* Task input *
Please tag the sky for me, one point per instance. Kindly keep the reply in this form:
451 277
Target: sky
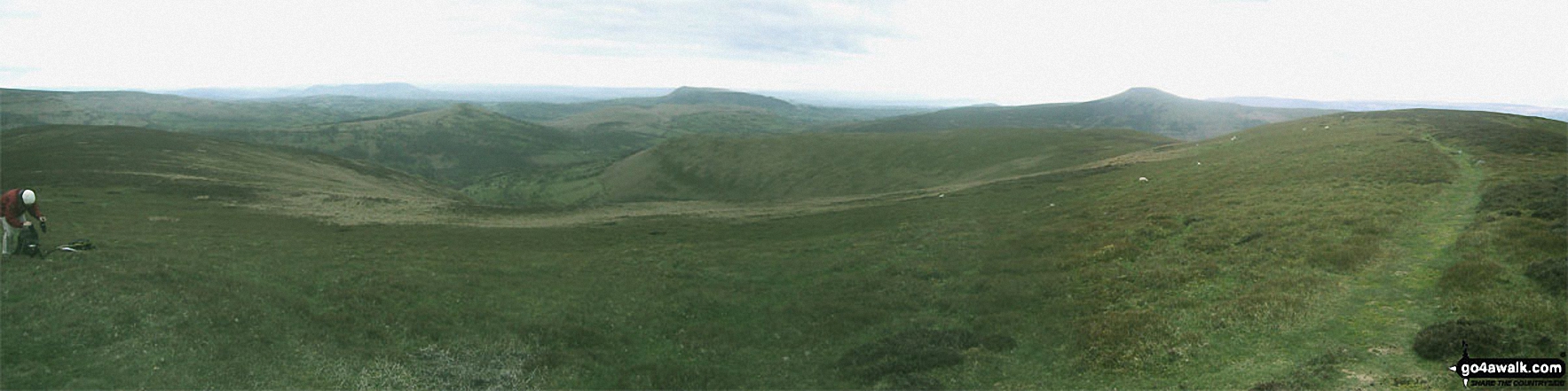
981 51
==
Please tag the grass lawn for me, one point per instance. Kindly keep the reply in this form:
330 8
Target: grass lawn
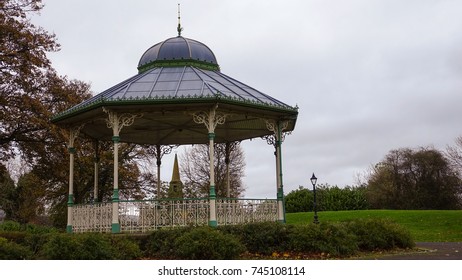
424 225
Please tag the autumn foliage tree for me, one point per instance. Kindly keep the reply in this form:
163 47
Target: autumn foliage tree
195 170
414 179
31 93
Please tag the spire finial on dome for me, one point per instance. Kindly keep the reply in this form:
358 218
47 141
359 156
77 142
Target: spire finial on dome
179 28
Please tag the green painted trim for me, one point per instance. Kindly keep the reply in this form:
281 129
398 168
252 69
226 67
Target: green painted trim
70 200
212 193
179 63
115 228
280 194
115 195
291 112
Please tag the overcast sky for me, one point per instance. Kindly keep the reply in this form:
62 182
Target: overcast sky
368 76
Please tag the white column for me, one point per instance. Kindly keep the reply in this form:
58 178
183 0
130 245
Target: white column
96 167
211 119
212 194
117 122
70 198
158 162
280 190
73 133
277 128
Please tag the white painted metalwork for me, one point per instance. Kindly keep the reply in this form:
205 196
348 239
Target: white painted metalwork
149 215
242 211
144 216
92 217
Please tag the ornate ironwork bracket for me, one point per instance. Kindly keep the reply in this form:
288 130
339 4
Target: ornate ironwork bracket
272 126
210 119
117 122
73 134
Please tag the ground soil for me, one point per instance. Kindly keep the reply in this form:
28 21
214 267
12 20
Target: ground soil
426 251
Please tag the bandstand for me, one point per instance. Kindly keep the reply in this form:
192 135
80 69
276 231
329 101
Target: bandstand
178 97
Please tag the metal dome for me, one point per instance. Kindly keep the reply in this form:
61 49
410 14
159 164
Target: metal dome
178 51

* Work order *
Using the material, show each line where the string "reply" can be found.

* Exercise answer *
Please tag the sky for me, one point per instance. Kindly keep the reply in this form:
Please tag the grass lawn for me, one point per instance. Kindly keep the reply in this form:
Please tag the autumn foliage tree for me, one point per instance. Kindly keep the reply in this form:
Please tag the spire finial on dome for me, one point per instance. Kindly keep the reply in this form:
Please tag the green painted trim for me, one point per instance. Kindly keep the reply in this form:
Please tag the overcast sky for me, one point per instance. Kindly keep the reply in this form:
Please tag the white column for me, one point per instance. Kindly keep the reply in this form:
Please tag the white painted metalwork for me, one point per instance. Kindly keep the reply in this form:
Please tag the ornate ironwork bracket for me, one point per instance. Kindly keep the reply in this form:
Please tag the ground soil for me, one point per instance. Kindly keep the reply in this form:
Please tag the bandstand for me, one point per instance. Kindly keep the reply in this form:
Please tag the metal dome for me, one point per instance. Kindly keep the reply in this form:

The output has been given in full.